= INSTRUCTIONS FOR THE TASK =
Print verbatim the lines of the entries from the one containing "I would be grateful for your help identifying the white" to the last, inclusive, and no others.

= Dataset entries =

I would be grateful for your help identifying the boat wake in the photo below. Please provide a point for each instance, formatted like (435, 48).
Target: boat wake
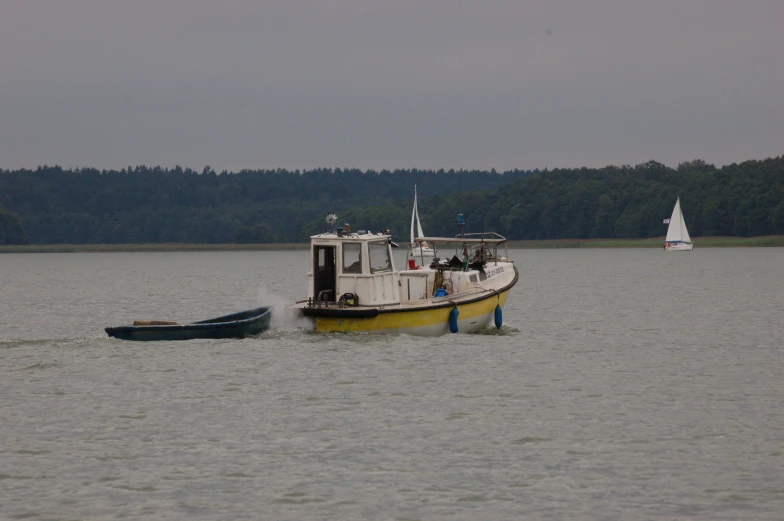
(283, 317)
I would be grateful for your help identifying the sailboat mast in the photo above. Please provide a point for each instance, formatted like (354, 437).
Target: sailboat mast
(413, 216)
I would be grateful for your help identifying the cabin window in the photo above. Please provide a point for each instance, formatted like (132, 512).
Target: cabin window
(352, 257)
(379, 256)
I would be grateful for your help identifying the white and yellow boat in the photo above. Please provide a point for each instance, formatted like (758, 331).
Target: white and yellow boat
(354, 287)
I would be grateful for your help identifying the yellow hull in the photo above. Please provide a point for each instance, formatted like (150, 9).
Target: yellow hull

= TASK ANSWER =
I would be grateful for your help identifying the white and yellow boat in the photo above. Please provide a point for each instance, formatted like (758, 331).
Target: white and yellow boat
(354, 287)
I would be grateful for your help identifying the yellow hull in the photo above. Please provide a point for each instance, formatted like (150, 9).
Target: yellow hull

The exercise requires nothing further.